## What is expected:
Give the data a second time, exactly and in full.

(Data items)
= = = = = = =

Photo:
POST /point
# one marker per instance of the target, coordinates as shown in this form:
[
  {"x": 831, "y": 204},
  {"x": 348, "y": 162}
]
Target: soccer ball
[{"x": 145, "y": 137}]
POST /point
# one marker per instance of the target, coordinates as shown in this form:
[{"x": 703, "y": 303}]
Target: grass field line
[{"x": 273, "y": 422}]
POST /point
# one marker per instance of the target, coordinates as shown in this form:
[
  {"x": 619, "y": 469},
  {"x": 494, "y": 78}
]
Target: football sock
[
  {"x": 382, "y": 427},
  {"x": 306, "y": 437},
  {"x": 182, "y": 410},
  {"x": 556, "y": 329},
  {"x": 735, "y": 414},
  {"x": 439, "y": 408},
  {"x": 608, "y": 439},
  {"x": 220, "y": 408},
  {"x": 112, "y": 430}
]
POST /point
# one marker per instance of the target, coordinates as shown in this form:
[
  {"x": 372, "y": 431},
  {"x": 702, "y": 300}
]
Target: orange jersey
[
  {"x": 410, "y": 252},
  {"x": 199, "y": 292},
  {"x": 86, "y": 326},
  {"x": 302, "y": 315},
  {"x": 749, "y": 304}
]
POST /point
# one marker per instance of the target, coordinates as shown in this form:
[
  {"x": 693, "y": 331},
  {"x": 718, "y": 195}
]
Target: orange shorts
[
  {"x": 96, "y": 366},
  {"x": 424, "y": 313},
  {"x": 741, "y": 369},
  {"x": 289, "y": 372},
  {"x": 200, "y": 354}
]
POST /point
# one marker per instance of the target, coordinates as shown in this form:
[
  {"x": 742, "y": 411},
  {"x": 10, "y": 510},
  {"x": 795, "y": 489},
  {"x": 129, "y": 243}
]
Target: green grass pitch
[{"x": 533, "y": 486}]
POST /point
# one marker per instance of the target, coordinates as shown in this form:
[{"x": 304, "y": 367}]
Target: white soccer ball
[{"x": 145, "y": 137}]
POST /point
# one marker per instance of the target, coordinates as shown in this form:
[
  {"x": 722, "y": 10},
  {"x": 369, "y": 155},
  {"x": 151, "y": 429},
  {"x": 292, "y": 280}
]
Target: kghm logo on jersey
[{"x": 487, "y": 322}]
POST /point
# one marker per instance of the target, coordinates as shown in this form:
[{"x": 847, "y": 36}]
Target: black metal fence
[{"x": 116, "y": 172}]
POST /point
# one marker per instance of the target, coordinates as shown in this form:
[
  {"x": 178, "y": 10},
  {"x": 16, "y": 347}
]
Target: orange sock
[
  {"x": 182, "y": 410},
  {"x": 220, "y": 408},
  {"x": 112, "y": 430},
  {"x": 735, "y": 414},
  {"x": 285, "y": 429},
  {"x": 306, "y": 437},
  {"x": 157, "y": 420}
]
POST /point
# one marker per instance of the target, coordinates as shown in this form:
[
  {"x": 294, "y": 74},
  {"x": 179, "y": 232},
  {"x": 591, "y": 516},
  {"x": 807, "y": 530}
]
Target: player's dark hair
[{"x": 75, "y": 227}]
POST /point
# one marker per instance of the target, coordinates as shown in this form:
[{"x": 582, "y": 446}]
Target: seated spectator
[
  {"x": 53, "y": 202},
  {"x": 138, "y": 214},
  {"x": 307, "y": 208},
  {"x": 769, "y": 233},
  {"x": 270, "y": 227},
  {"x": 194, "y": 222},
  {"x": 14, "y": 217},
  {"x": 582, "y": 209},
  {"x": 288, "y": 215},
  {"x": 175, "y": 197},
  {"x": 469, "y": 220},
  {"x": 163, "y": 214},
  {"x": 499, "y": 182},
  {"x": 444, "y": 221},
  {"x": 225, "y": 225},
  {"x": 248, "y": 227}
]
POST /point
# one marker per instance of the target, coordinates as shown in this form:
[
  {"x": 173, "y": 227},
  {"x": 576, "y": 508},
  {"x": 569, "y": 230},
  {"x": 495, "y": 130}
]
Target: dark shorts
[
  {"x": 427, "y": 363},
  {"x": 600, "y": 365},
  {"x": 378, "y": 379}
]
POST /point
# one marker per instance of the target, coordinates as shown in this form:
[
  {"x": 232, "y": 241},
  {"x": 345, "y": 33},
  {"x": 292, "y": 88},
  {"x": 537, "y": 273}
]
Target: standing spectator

= = = = = = =

## Result:
Photo:
POST /point
# one marker per instance of the target, coordinates as shown in this form:
[
  {"x": 831, "y": 204},
  {"x": 348, "y": 162}
]
Target: soccer ball
[{"x": 145, "y": 137}]
POST /point
# one marker per instance of the target, coordinates as shown in this form:
[{"x": 703, "y": 303}]
Target: grass field line
[{"x": 273, "y": 422}]
POST /point
# one marker per instance of the target, coordinates as shown in this form:
[
  {"x": 619, "y": 469},
  {"x": 494, "y": 78}
]
Target: football sock
[
  {"x": 382, "y": 427},
  {"x": 306, "y": 437},
  {"x": 182, "y": 410},
  {"x": 556, "y": 329},
  {"x": 735, "y": 414},
  {"x": 439, "y": 408},
  {"x": 608, "y": 439},
  {"x": 220, "y": 408},
  {"x": 112, "y": 430}
]
POST /point
# one marker per instance of the target, coordinates as shown in this form:
[
  {"x": 372, "y": 431},
  {"x": 702, "y": 300}
]
Target: orange jersey
[
  {"x": 410, "y": 252},
  {"x": 199, "y": 292},
  {"x": 86, "y": 326},
  {"x": 302, "y": 315},
  {"x": 749, "y": 304}
]
POST /point
# one marker per instance of the target, coordinates as shown in this form:
[
  {"x": 693, "y": 331},
  {"x": 718, "y": 195}
]
Target: orange shorts
[
  {"x": 96, "y": 366},
  {"x": 424, "y": 313},
  {"x": 741, "y": 369},
  {"x": 289, "y": 372},
  {"x": 200, "y": 354}
]
POST /point
# one marker per instance of the target, coordinates as shown in this form:
[
  {"x": 742, "y": 411},
  {"x": 10, "y": 510},
  {"x": 795, "y": 489},
  {"x": 129, "y": 243}
]
Target: green grass pitch
[{"x": 533, "y": 486}]
POST /point
# one marker per instance of the target, coordinates as shown in this form:
[{"x": 304, "y": 367}]
Target: white soccer ball
[{"x": 145, "y": 137}]
POST /point
# one marker per instance of the target, coordinates as shown in this form:
[
  {"x": 722, "y": 10},
  {"x": 369, "y": 155},
  {"x": 151, "y": 429},
  {"x": 292, "y": 280}
]
Target: kghm logo on jersey
[{"x": 487, "y": 322}]
POST /point
# one marker per instance of the target, coordinates as shown in this form:
[{"x": 847, "y": 36}]
Target: black metal fence
[{"x": 116, "y": 172}]
POST /point
# one marker per instance of the target, coordinates as shown in this form:
[
  {"x": 178, "y": 10},
  {"x": 16, "y": 347}
]
Target: orange sock
[
  {"x": 182, "y": 410},
  {"x": 220, "y": 408},
  {"x": 112, "y": 430},
  {"x": 735, "y": 414},
  {"x": 285, "y": 429},
  {"x": 306, "y": 437},
  {"x": 157, "y": 420}
]
POST /point
# one marker per instance of the target, coordinates as shown in this form:
[
  {"x": 294, "y": 74},
  {"x": 179, "y": 232},
  {"x": 591, "y": 516},
  {"x": 807, "y": 530}
]
Target: player's dark hair
[{"x": 75, "y": 227}]
POST /point
# one marker per instance of the target, coordinates as shown in this form:
[{"x": 582, "y": 446}]
Target: seated spectator
[
  {"x": 53, "y": 202},
  {"x": 138, "y": 214},
  {"x": 307, "y": 208},
  {"x": 769, "y": 233},
  {"x": 270, "y": 227},
  {"x": 194, "y": 222},
  {"x": 14, "y": 217},
  {"x": 582, "y": 209},
  {"x": 288, "y": 215},
  {"x": 175, "y": 197},
  {"x": 469, "y": 220},
  {"x": 163, "y": 214},
  {"x": 499, "y": 182},
  {"x": 444, "y": 221},
  {"x": 225, "y": 225},
  {"x": 248, "y": 227}
]
POST /point
# one marker per instance of the target, coordinates as shown in this form:
[
  {"x": 173, "y": 227},
  {"x": 576, "y": 508},
  {"x": 569, "y": 230},
  {"x": 495, "y": 130}
]
Target: dark shorts
[
  {"x": 427, "y": 363},
  {"x": 600, "y": 365},
  {"x": 378, "y": 379}
]
POST /point
# one marker per instance of the target, coordinates as shown in this form:
[
  {"x": 232, "y": 241},
  {"x": 345, "y": 33},
  {"x": 292, "y": 88},
  {"x": 537, "y": 273}
]
Target: standing spectator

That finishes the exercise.